_Task goal:_
Beginning at the line containing "of the curved" and continuing to the end of the records below, give each line again exactly as it stands, and only those lines.

* Begin *

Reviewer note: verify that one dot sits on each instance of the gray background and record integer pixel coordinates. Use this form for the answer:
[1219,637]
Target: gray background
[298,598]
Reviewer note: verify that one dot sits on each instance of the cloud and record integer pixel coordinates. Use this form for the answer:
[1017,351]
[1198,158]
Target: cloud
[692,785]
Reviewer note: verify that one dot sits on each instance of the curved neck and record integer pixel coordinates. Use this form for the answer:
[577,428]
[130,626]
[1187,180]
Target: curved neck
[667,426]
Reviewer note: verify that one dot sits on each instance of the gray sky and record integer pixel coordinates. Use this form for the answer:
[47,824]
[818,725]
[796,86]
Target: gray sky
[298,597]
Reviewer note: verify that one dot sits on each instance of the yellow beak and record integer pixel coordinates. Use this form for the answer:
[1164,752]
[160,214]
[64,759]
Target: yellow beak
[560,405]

* End *

_Answer below:_
Reviewer note: verify that one dot sits on each instance of the curved neck and record integer pixel coordinates. Use this form for the answer:
[577,428]
[130,626]
[1187,180]
Target: curved neck
[667,426]
Reviewer note: verify that one dot sits on each instance of the gray sky and record integer pixel coordinates. Use this form for the answer:
[47,824]
[818,725]
[796,86]
Target: gray sky
[298,597]
Reviewer note: verify that one dot sits on each instance of the yellow beak and record integer pixel coordinates. Use this form for the answer:
[1164,752]
[160,214]
[64,759]
Target: yellow beak
[560,405]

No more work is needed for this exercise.